● **Goal of the exercise**:
Count the lines in the items below that contain the string "blue" with matching case, and reply with only that number.

——

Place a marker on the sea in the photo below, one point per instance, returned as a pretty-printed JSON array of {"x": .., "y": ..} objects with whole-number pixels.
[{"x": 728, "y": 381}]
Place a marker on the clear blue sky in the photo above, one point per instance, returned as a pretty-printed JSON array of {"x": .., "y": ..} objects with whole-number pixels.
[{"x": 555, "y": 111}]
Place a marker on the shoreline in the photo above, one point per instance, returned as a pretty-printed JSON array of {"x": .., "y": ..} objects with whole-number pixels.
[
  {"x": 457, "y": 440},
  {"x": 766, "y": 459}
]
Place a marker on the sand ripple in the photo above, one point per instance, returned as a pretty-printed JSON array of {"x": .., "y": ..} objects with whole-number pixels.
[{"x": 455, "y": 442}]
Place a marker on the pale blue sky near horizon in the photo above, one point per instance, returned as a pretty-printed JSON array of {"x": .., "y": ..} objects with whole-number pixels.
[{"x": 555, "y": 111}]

——

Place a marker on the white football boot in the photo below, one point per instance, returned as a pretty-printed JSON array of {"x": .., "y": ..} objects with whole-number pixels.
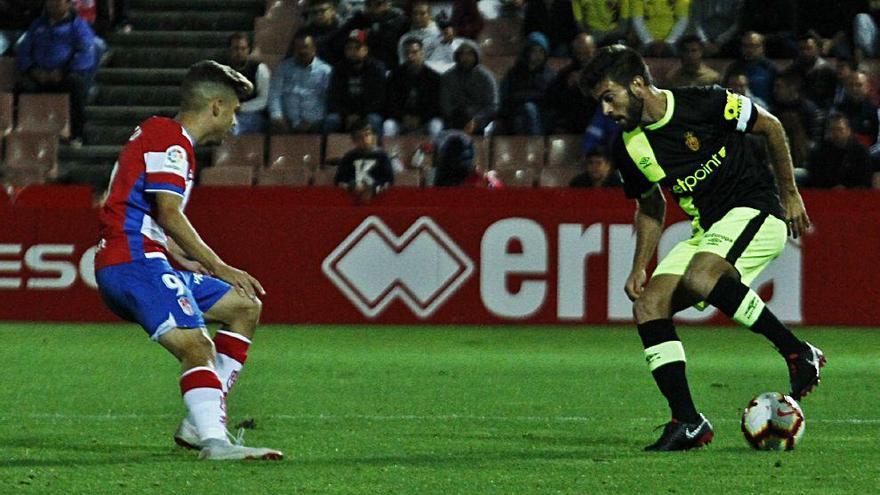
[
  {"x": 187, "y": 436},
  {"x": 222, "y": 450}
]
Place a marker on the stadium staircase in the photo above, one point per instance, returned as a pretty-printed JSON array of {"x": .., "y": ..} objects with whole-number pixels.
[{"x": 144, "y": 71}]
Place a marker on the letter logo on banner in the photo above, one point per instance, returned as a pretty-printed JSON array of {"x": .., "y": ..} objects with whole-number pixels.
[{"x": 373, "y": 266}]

——

● **Reply**:
2